Sunshine, perhaps? https://en.wikipedia.org/wiki/Sunshine_(2007_film)

Brilliant, brilliant film. The premise is shonky as they come but it's obvious that the film itself has little to do with the premise. Awesome acting, literally-awesome SFX (their ability to give the sun so much weight is amazing, you really get a sense of an immortal unstoppable force), and a message that's neither shallow nor deep but prompts some self-reflection in ways you don't expect.


Maybe I'll give it a shot. For me the premise occupies a sort of uncanny valley of realism: there's no space wizards or wormholes or FTL or aliens, but it's also not realistic enough to be something that could happen. It's kind of like that movie The Day After Tomorrow. It felt like there should have been some kind of mystical or supernatural force behind it all because it could never happen as presented, but they want it to come across as plausible.


No, it's nothing The Day After Tomorrow; the characters in sunshine aren't paper-thin stereotypes. I'd say it's a lot more like Interstellar - though all three involve "do or die" threats to the character to propel the plot, it's much more a drama working within the constraints of a proposed system, rather than a dumb big-budget thriller.


I remember seeing the promo material for this film and thinking "nah I'll skip that one" and then I think a few years later I had a dull evening, found this film and really enjoyed it. After seeing it I recall thinking they really sold it short with the marketing, it was much better than I had expected.


Great soundtrack too.


But at one point, they jump between two airlocks, and while in space for 10 seconds they become completely covered in ice and freeze to death.


I vaguely recall something about the making of the movie where they acknowledge that this wouldn't happen, but it was done because that's what the audience expects.


Frustratingly, when the main character did exactly this in 2001: A Space Odyssey, the audience were frustrated because it was so unrealistic that someone would survive it (-_-)

» **WRITTEN INSTRUCTION A**: In the Sunshine discussion, what happens to the characters who jump between two airlocks?
» **WRITTEN INSTRUCTION B**: Which films are named in the Sunshine discussion?
» **WRITTEN INSTRUCTION C**: Extract the passage of the Sunshine discussion that starts at the words "Maybe I'll give" and ends after "dumb big-budget thriller.".

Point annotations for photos
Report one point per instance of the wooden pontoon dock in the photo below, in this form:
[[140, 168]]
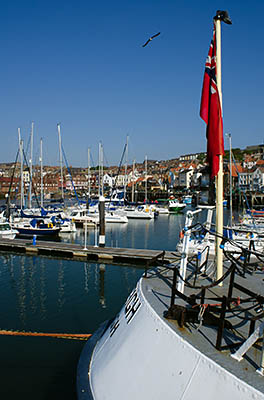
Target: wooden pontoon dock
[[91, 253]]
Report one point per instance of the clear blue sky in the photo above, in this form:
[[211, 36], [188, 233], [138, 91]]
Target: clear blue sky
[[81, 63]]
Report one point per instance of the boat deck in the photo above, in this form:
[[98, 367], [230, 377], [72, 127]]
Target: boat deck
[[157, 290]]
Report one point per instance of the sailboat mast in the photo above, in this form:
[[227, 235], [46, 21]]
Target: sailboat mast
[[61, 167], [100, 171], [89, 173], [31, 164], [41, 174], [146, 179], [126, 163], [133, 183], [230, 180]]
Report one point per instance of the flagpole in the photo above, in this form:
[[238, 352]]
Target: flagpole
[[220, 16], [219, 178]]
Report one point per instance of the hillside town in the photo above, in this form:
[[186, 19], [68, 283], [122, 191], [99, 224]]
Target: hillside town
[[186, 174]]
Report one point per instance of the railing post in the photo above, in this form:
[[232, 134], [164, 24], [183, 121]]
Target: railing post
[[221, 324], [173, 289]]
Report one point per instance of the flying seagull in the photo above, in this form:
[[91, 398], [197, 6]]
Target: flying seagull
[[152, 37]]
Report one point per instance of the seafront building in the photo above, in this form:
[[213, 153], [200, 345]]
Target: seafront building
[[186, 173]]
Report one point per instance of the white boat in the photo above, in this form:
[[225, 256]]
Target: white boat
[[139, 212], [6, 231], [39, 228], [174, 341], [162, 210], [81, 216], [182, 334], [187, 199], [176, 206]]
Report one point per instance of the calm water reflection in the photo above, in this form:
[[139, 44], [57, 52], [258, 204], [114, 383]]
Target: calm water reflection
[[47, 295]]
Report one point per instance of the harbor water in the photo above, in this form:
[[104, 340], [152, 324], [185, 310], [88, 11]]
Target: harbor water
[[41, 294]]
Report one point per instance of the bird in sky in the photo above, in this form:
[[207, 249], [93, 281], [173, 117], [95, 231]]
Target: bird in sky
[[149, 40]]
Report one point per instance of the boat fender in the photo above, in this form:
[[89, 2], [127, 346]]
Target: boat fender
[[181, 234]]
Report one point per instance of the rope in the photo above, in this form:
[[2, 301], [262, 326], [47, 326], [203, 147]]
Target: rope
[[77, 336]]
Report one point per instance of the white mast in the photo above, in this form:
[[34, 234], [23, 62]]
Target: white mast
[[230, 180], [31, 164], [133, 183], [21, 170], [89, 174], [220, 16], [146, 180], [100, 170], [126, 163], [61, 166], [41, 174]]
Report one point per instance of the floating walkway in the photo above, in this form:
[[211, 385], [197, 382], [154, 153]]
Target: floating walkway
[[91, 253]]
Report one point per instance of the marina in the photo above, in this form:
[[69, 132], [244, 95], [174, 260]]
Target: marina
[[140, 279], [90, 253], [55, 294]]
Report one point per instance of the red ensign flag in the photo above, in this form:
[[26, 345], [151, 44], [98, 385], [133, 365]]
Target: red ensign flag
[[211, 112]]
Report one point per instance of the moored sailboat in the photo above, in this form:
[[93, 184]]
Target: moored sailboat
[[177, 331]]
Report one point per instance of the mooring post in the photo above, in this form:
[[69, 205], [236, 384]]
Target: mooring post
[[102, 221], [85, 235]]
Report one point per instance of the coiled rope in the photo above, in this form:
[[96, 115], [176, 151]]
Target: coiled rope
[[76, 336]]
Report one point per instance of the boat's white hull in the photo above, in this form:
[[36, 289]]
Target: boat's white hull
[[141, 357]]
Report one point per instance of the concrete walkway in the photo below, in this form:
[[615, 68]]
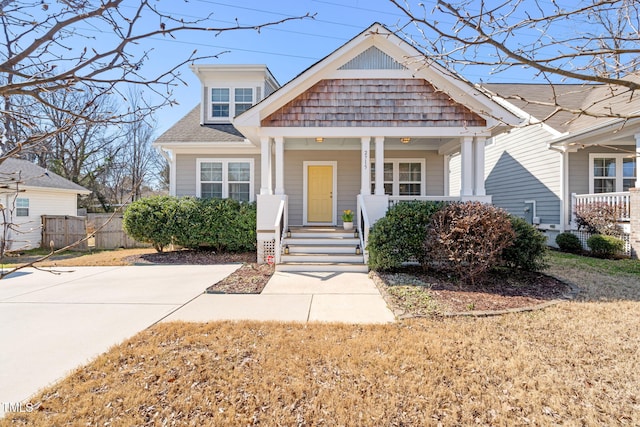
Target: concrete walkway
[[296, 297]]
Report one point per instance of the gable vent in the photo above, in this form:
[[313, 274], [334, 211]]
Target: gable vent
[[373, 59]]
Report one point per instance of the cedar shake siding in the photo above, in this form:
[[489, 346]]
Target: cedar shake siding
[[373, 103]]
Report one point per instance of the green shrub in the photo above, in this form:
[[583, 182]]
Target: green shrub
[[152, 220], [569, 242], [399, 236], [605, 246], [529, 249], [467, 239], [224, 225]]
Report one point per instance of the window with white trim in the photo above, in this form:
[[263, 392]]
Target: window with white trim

» **CORRECT OUTPUT A**: After 10 seconds in space, they become completely covered in ice and freeze to death.

» **CORRECT OUTPUT B**:
- Sunshine
- The Day After Tomorrow
- Interstellar
- 2001: A Space Odyssey

» **CORRECT OUTPUT C**:
Maybe I'll give it a shot. For me the premise occupies a sort of uncanny valley of realism: there's no space wizards or wormholes or FTL or aliens, but it's also not realistic enough to be something that could happen. It's kind of like that movie The Day After Tomorrow. It felt like there should have been some kind of mystical or supernatural force behind it all because it could never happen as presented, but they want it to come across as plausible.


No, it's nothing The Day After Tomorrow; the characters in sunshine aren't paper-thin stereotypes. I'd say it's a lot more like Interstellar - though all three involve "do or die" threats to the character to propel the plot, it's much more a drama working within the constraints of a proposed system, rather than a dumb big-budget thriller.